>>>>
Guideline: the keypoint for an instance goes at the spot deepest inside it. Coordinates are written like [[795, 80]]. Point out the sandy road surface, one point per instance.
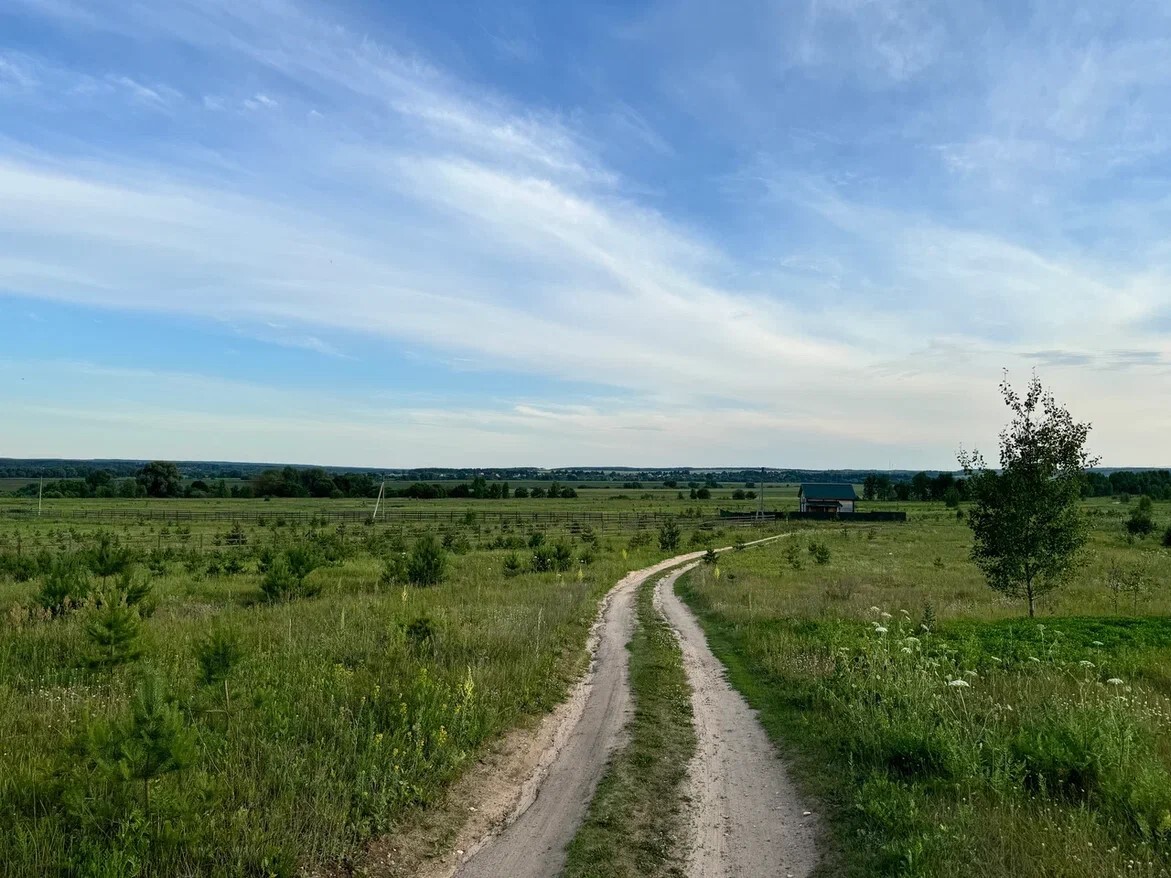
[[534, 844], [747, 820]]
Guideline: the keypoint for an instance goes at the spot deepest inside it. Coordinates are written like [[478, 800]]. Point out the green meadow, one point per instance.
[[944, 732], [271, 701]]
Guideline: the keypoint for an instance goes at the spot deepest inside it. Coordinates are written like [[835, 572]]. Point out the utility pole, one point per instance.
[[378, 501]]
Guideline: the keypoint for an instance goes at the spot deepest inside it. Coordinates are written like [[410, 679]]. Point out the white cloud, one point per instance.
[[438, 214]]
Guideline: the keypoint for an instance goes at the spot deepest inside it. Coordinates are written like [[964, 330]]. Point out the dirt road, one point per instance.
[[747, 820], [534, 844]]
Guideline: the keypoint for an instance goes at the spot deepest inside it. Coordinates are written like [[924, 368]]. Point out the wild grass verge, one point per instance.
[[966, 747]]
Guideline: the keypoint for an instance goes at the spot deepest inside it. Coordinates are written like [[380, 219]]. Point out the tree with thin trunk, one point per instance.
[[1026, 519]]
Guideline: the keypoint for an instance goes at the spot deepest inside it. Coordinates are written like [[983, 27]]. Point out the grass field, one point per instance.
[[234, 735], [946, 733]]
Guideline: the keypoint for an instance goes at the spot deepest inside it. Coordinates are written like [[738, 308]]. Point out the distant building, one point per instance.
[[830, 499]]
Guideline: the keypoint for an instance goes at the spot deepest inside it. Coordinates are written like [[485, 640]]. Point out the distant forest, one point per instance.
[[197, 479]]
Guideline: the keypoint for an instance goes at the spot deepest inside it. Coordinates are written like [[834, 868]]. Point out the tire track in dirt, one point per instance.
[[521, 829], [747, 820], [554, 802]]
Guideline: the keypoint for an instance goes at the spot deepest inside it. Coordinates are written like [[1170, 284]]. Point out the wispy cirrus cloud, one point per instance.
[[847, 263]]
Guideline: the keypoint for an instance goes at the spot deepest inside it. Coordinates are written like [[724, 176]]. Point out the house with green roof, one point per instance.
[[827, 498]]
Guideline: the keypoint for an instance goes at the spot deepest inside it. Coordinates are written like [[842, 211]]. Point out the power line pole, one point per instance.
[[378, 501]]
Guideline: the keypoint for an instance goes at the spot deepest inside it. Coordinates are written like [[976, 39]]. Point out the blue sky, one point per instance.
[[806, 233]]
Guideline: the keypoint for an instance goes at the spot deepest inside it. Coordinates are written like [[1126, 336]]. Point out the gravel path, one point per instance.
[[747, 820]]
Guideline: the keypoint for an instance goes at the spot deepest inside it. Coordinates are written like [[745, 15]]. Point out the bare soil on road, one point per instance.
[[747, 818], [533, 844], [528, 796]]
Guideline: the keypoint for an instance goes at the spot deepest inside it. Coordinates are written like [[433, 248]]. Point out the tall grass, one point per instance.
[[947, 735], [342, 715]]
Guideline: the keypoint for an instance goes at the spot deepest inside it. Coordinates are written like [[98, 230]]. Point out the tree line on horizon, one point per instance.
[[164, 479]]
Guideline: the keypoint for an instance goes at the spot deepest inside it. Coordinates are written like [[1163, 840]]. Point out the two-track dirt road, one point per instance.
[[746, 817]]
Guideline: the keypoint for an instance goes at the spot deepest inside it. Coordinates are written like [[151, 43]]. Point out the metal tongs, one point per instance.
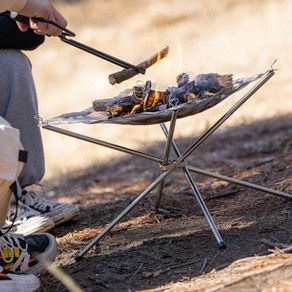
[[68, 33]]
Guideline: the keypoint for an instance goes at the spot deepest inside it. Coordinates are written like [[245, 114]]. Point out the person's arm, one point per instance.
[[36, 8], [12, 38]]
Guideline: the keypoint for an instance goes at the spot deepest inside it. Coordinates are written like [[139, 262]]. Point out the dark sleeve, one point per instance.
[[12, 38]]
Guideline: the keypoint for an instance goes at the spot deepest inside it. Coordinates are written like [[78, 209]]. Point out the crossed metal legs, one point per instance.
[[168, 166]]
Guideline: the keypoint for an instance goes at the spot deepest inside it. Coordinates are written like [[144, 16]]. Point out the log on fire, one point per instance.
[[126, 74]]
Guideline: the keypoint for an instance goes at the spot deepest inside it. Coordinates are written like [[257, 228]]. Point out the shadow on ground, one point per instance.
[[147, 250]]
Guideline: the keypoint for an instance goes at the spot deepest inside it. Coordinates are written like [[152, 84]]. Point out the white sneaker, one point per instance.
[[28, 221], [58, 212], [23, 254], [17, 282]]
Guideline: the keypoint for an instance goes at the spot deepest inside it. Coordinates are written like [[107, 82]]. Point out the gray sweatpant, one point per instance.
[[18, 105]]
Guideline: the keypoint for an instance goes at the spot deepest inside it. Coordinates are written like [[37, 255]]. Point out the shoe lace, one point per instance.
[[13, 247], [22, 213], [35, 199], [16, 190]]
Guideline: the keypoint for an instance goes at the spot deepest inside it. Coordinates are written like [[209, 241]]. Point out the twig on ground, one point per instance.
[[274, 244]]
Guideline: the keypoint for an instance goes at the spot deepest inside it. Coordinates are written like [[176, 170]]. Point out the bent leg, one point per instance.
[[18, 105]]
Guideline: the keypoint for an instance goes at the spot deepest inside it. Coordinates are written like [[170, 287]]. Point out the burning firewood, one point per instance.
[[125, 74], [143, 98]]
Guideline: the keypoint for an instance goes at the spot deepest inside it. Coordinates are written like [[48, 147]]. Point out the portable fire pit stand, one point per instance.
[[167, 166]]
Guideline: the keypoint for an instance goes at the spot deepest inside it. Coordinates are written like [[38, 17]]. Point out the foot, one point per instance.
[[23, 254], [13, 282], [58, 212], [27, 220]]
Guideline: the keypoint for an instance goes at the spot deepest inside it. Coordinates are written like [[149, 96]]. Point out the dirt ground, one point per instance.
[[176, 250]]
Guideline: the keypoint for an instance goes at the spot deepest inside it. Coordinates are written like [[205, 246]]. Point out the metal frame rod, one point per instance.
[[174, 164], [169, 139], [197, 194], [226, 116], [239, 182], [103, 143]]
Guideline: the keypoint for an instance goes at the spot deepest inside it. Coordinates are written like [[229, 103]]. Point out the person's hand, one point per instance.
[[43, 9]]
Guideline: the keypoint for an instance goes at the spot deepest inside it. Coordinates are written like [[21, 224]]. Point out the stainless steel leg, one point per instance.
[[166, 156], [197, 195]]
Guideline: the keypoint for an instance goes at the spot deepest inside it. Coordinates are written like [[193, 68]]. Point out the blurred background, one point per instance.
[[239, 37]]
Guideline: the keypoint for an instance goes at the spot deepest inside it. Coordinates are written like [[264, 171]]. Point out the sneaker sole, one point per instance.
[[35, 224], [49, 255]]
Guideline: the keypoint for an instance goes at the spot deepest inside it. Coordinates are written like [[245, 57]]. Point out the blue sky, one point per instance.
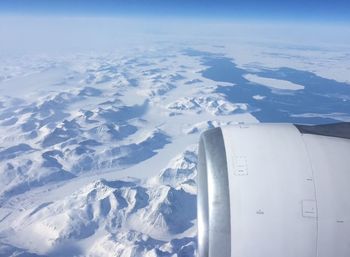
[[324, 10]]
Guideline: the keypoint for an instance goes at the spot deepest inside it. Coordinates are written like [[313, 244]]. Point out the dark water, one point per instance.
[[320, 95]]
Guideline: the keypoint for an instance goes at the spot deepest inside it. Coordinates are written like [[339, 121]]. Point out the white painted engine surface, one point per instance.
[[287, 193]]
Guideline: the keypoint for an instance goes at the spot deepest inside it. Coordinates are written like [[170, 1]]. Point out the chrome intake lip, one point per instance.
[[213, 200]]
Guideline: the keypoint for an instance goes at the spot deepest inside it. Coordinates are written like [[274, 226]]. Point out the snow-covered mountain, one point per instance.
[[98, 152]]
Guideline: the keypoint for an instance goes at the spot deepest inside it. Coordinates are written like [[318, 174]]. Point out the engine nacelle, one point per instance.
[[274, 190]]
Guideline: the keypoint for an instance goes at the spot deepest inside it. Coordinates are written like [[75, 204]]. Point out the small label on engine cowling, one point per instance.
[[240, 165]]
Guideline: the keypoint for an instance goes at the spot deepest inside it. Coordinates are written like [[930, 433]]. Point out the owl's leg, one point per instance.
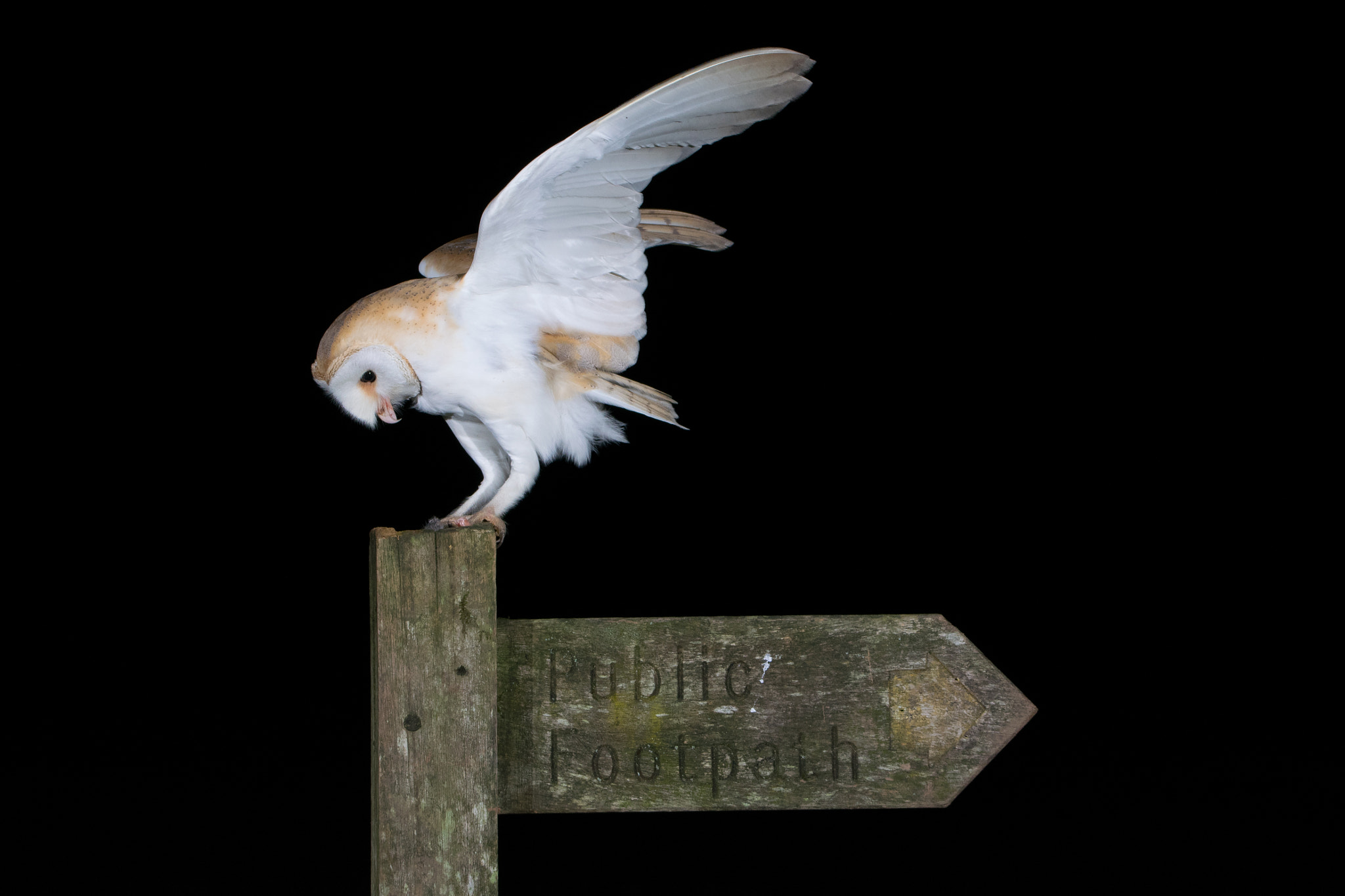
[[509, 465]]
<<<<
#### TASK PROMPT:
Render the lines as a Markdown table with two columns, Row and Line text, skipping any blank lines. Start at the line that has "twig on ground, one point per instance." and stop after the line that has "[[274, 244]]".

#### RESULT FOR THIS TASK:
| Row | Line text |
|---|---|
| 1 | Guideline: the keypoint for an instance goes at the spot deepest inside it. Coordinates are written like [[209, 241]]. Point out the twig on ground, one point per instance. |
| 2 | [[274, 244]] |